# İstenen Görevler:
1 > Samah Jabr ile yapılan söyleşideki "Ailem ve arkadaşlarım gücümün temel taşları." cümlesini İngilizceye çevirin.
2 > Samah Jabr ile yapılan söyleşiden, "- Filistin’de psikiyatrist" sözlerini içeren yerden başlayıp "kolektif kararlılığımızı güçlendiriyor." sözlerinden sonra biten bölümü hiçbir değişiklik yapmadan yazın.
3 > Samah Jabr ile yapılan söyleşiyi, gösterilen son cümlenin ardından devam ettirin.

# Seçilen Metin:

30.06.2024 - 02:01 | Son Güncellenme:
Seyhan Akıncı - Samah Jabr, Kudüs’te yaşayan bir psikiyatr. Aynı zamanda Filistin Sağlık Bakanlığında Ruh Sağlığı Hizmetleri Başkanı. 7 Ekim’den sonrasını “Bir süre hastalar kliniğe gelmeyi bıraktı. Daha sonra travmaya bağlı semptomlardan muzdarip önemli bir insan dalgası görmeye başladık” diye anlatıyor: Uyuyamayan, yemek yemeyi bırakan gençler, Gazze’deki açlığa tepki olarak yiyecek istiflemeye başlayanlar, şiddetli kaygı ve depresyon yaşayan çok sayıda hamile ve lohusa kadın... İsrail işgalinin birçok kişide nesillere aktarılacak derin psikolojik yaralar bıraktığını söyleyen Dr. Samah Jabr’la Filistin’de iyileşebilmeyi konuştuk.
- Filistin’de psikiyatrist olarak çalışıyorsunuz. Tüm dünyanın TV’den, sosyal medyadan tanık olduğu şeyler bile yeterince ağırken, bunları yaşayan ve yaşayanları iyileştirmeye çalışan biri olarak kendinizi nasıl ayakta tutuyorsunuz?
Travmatik bir ortamda doğduğum için savunmalarım ve hayatta kalma mekanizmalarım hayatım boyunca doğal olarak gelişti. Her şeyden önce Allah’a olan inancım hayatımda merkezi bir rol oynuyor. İkinci olarak, Filistin davasının, savunmaktan onur duyduğum adil ve asil bir insani dava olduğuna kesinlikle inanıyorum; sanırım Filistinli olmasaydım ben de aynı şeyi yapardım. Ailem ve arkadaşlarım gücümün temel taşları. Mücadelemizde ortak bir bağı ve anlayışı paylaşıyoruz, bu da kolektif kararlılığımızı güçlendiriyor.

# Çıkarılan Bilgiler:
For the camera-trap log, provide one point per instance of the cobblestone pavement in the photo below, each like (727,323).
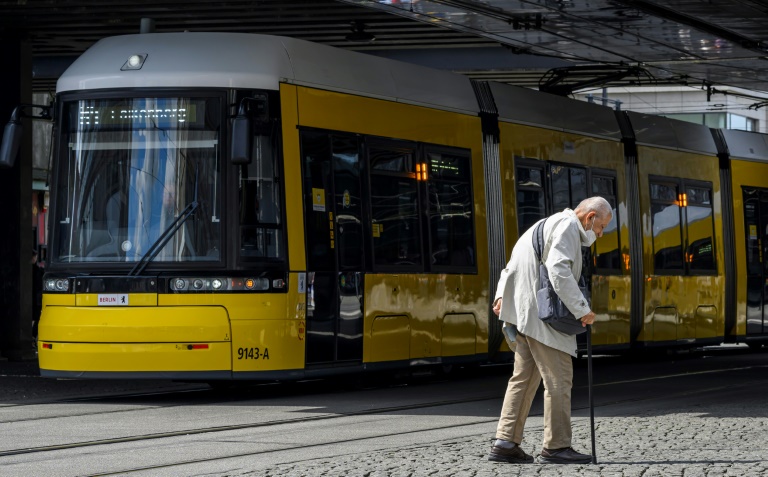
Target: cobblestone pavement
(713,440)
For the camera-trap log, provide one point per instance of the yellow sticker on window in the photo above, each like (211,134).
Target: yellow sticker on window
(318,200)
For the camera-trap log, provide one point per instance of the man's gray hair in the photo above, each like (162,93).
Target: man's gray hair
(595,204)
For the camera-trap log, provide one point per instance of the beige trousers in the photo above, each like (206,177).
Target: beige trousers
(535,362)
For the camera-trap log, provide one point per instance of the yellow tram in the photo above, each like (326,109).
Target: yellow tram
(231,206)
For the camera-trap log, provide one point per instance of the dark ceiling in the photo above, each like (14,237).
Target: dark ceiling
(723,42)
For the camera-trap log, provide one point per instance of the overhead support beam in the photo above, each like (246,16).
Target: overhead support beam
(565,81)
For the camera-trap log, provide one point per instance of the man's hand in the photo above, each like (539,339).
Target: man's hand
(497,306)
(588,319)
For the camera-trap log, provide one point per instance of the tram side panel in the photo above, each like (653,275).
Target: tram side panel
(545,171)
(682,245)
(419,306)
(749,176)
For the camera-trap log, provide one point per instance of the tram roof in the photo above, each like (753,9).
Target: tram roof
(526,106)
(237,60)
(658,131)
(746,145)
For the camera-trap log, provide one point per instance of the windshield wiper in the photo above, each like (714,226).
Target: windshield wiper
(169,232)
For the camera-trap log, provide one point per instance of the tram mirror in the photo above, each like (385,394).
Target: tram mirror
(240,150)
(11,140)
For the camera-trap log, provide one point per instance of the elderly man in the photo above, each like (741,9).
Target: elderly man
(541,352)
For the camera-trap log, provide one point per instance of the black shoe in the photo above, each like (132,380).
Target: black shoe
(563,456)
(515,455)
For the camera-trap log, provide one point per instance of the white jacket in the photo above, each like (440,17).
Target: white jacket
(563,236)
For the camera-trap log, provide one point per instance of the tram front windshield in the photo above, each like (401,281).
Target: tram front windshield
(129,169)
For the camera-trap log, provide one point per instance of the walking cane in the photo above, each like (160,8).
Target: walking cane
(591,403)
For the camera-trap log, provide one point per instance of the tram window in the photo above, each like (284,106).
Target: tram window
(316,154)
(569,186)
(531,205)
(700,253)
(665,218)
(348,203)
(260,203)
(129,175)
(395,225)
(607,250)
(753,231)
(450,211)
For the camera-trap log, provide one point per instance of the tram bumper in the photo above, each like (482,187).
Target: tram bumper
(177,342)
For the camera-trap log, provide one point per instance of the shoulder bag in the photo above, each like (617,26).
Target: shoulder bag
(552,310)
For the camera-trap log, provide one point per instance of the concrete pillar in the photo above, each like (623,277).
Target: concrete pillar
(16,210)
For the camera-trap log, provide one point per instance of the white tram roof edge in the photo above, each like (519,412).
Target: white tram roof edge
(252,61)
(534,108)
(658,131)
(746,145)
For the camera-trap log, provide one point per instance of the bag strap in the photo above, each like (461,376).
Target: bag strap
(538,239)
(538,248)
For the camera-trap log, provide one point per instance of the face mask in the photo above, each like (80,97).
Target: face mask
(591,235)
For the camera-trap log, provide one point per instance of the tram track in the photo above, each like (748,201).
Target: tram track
(341,415)
(177,464)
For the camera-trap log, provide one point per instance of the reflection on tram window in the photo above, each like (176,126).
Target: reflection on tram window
(569,186)
(683,218)
(395,221)
(665,219)
(531,205)
(607,250)
(260,202)
(700,229)
(130,178)
(450,210)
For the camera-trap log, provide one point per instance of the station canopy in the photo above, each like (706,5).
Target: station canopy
(559,46)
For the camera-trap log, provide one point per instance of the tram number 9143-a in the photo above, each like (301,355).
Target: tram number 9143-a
(252,353)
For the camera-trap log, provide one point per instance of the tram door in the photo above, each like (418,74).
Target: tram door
(334,237)
(756,223)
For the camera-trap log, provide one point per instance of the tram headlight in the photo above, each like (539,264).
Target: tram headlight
(178,284)
(220,284)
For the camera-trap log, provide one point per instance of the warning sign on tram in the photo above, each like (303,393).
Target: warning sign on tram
(113,299)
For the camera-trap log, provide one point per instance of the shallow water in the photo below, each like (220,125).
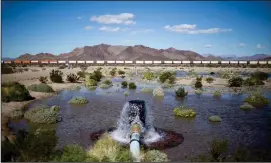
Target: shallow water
(250,128)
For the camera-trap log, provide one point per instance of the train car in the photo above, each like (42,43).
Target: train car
(157,62)
(139,62)
(148,62)
(129,62)
(186,62)
(17,61)
(253,62)
(100,62)
(197,62)
(119,62)
(110,62)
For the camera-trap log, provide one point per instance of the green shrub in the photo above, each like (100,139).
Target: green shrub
(72,78)
(96,75)
(113,72)
(246,106)
(181,92)
(72,153)
(107,82)
(217,94)
(132,85)
(183,111)
(14,91)
(146,90)
(126,93)
(81,74)
(56,76)
(209,80)
(121,72)
(214,118)
(260,75)
(251,81)
(43,79)
(167,75)
(155,156)
(124,84)
(43,114)
(235,82)
(78,100)
(257,99)
(108,150)
(148,75)
(16,113)
(158,92)
(40,88)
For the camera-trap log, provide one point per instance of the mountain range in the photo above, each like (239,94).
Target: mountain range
(137,52)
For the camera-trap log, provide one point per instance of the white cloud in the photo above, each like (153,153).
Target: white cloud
(109,29)
(259,46)
(87,28)
(241,44)
(124,18)
(191,29)
(208,46)
(142,31)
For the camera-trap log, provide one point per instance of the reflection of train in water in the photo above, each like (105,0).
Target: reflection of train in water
(136,62)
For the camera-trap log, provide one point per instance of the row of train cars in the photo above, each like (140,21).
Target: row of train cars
(131,62)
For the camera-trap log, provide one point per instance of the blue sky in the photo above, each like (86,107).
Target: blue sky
(220,28)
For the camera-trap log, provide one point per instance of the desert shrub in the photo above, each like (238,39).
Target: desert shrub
(72,78)
(78,100)
(40,88)
(148,75)
(155,156)
(180,92)
(184,111)
(146,90)
(96,75)
(132,85)
(217,94)
(72,153)
(124,84)
(113,72)
(256,99)
(6,69)
(209,80)
(16,113)
(251,81)
(91,83)
(56,76)
(43,79)
(126,93)
(235,82)
(62,67)
(214,118)
(14,91)
(81,74)
(167,75)
(158,92)
(121,72)
(43,114)
(246,106)
(108,150)
(260,75)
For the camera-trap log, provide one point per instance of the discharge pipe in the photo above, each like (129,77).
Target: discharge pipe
(135,142)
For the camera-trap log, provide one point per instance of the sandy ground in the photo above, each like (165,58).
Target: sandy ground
(30,77)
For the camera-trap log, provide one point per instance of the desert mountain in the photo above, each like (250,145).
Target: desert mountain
(112,52)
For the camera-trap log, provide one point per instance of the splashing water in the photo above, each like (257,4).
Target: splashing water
(135,112)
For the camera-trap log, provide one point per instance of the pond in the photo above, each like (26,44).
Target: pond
(250,128)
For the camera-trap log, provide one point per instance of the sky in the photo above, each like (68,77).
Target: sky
(218,28)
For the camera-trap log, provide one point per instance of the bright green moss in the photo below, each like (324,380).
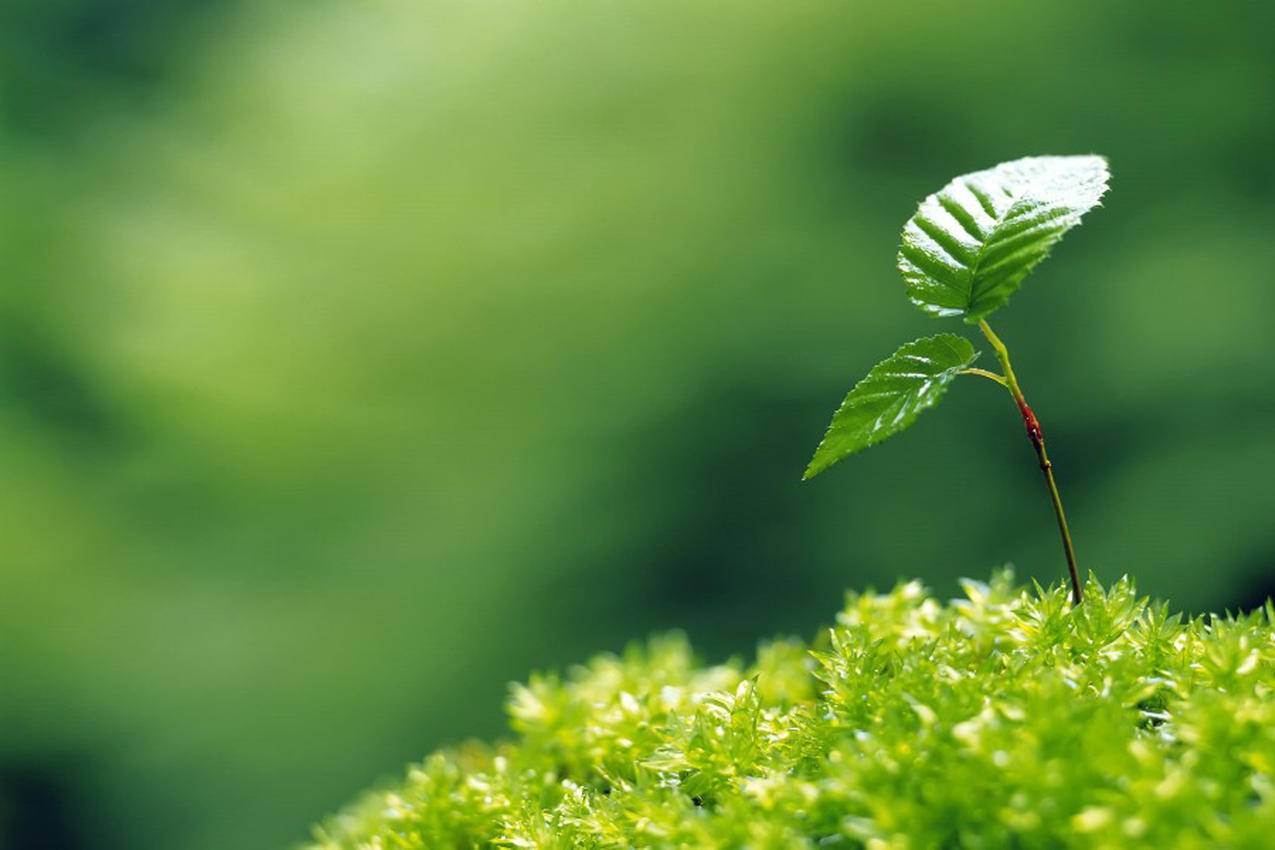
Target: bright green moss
(1006,719)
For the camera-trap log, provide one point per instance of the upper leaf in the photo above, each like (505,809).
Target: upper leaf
(970,244)
(891,395)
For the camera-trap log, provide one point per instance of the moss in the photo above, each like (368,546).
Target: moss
(1005,719)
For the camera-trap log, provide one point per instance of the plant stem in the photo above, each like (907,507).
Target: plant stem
(1037,436)
(990,376)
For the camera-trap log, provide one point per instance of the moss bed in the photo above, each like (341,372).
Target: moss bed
(1005,719)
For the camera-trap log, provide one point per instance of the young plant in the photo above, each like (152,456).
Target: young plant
(965,251)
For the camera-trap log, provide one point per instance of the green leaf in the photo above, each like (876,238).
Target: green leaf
(890,396)
(970,244)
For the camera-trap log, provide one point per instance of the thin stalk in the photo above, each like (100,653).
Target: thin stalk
(1037,436)
(990,376)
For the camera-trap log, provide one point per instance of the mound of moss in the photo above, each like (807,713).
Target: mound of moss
(1006,719)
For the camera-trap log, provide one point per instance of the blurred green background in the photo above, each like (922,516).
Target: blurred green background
(358,357)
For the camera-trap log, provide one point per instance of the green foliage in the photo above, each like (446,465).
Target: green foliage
(970,244)
(1005,719)
(964,252)
(893,394)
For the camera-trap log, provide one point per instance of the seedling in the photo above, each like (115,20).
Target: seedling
(965,251)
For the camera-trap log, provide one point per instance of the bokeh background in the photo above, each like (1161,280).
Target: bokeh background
(358,357)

# Alıştırma Cevapları:
1 > My family and friends are the cornerstones of my strength.

2 >
- Filistin’de psikiyatrist olarak çalışıyorsunuz. Tüm dünyanın TV’den, sosyal medyadan tanık olduğu şeyler bile yeterince ağırken, bunları yaşayan ve yaşayanları iyileştirmeye çalışan biri olarak kendinizi nasıl ayakta tutuyorsunuz?
Travmatik bir ortamda doğduğum için savunmalarım ve hayatta kalma mekanizmalarım hayatım boyunca doğal olarak gelişti. Her şeyden önce Allah’a olan inancım hayatımda merkezi bir rol oynuyor. İkinci olarak, Filistin davasının, savunmaktan onur duyduğum adil ve asil bir insani dava olduğuna kesinlikle inanıyorum; sanırım Filistinli olmasaydım ben de aynı şeyi yapardım. Ailem ve arkadaşlarım gücümün temel taşları. Mücadelemizde ortak bir bağı ve anlayışı paylaşıyoruz, bu da kolektif kararlılığımızı güçlendiriyor.

3 >
Doktor ve psikiyatrist olarak başkalarının iyileşmesine yardım ederek bir amaç buluyorum ve etrafımızı saran travmatik çaresizlik yüzünden felç olmaktan kaçınıyorum. Yorgun, üzgün ya da kederli hissettiğimde bahçemde huzur buluyorum. Kendi yiyeceğimi yetiştirmek ve bitkilerime bakmak, beni toprağa ve yaşamın döngüsel doğasına bağlayan günlük bir egzersiz. İnancımı, aile desteğimi, profesyonel amacımı ve toprakla olan bağlantımı bütünleştirerek, Filistin’deki işimin ve hayatımın büyük zorluklarına göğüs geriyor ve kurtuluşumuzun bir gün geleceğini umuyorum.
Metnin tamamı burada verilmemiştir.